SOURCE EXCERPT:
Dozens of firefighters are battling the flames of two large wildfires that broke out south and west of Athens on Monday.
The first blaze broke out in the Kouvaras area in Attica in the early afternoon, and a warning was sent via the emergency number 112 to evacuate several settlements in southeast Attica.
Strong winds are fanning the flames, making the work of firefighters particularly difficult.
The fire has reached the south coast of Attica. The fire service has asked the residents of Saronida, Anavyssos and Lagonisi to evacuate towards Athens. Homes were burned at Lagonisi and Saronida but there are no reports of casualties.
— g.goudaras (@GGoudaras) July 17, 2023
A force of 55 firefighters and 20 fire engines, two units on foot and 31 Romanian firefighters with five water tankers have been deployed to put out the fire, assisted by six fire-fighting aircraft and four helicopters – including one acting as coordinator – from the air.

YOUR TASKS:
**A)** For each statement below, say yes or no depending on whether it agrees with the wildfire report, and quote the words of the report that decide it.
(i) The first blaze started in the Kouvaras area in the early afternoon.
(ii) There were reports of casualties at Lagonisi.
(iii) Five fire-fighting aircraft assisted from the air.
**B)** Reproduce part of the wildfire report, beginning at the words "Strong winds are" and stopping after "from the air.", with "residents" swapped for "inhabitants".
Rely on the text alone.

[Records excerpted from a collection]

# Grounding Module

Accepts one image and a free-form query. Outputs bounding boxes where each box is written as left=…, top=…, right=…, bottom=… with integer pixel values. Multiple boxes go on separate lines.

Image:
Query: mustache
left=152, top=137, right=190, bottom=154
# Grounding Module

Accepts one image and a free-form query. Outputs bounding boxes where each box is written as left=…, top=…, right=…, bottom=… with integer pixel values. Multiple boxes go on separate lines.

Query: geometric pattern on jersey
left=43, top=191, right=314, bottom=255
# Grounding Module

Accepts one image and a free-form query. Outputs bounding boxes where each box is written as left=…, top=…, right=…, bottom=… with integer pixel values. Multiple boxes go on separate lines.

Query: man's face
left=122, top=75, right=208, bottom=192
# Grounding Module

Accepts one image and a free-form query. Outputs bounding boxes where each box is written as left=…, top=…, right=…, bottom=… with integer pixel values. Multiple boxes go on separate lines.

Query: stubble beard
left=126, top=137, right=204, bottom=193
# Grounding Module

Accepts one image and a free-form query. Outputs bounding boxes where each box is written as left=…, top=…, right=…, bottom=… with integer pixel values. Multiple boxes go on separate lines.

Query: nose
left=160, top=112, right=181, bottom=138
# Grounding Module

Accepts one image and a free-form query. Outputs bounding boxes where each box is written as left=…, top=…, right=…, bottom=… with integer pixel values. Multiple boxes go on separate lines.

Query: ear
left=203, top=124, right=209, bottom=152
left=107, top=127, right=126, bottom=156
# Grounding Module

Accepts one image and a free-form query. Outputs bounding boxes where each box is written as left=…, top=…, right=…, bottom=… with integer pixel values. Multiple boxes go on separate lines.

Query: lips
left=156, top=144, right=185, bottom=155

SOLVED PROBLEMS:
**A)**
(i) Yes: "The first blaze broke out in the Kouvaras area in Attica in the early afternoon"
(ii) No: "there are no reports of casualties"
(iii) No: "assisted by six fire-fighting aircraft"

**B)**
Strong winds are fanning the flames, making the work of firefighters particularly difficult.
The fire has reached the south coast of Attica. The fire service has asked the inhabitants of Saronida, Anavyssos and Lagonisi to evacuate towards Athens. Homes were burned at Lagonisi and Saronida but there are no reports of casualties.
— g.goudaras (@GGoudaras) July 17, 2023
A force of 55 firefighters and 20 fire engines, two units on foot and 31 Romanian firefighters with five water tankers have been deployed to put out the fire, assisted by six fire-fighting aircraft and four helicopters – including one acting as coordinator – from the air.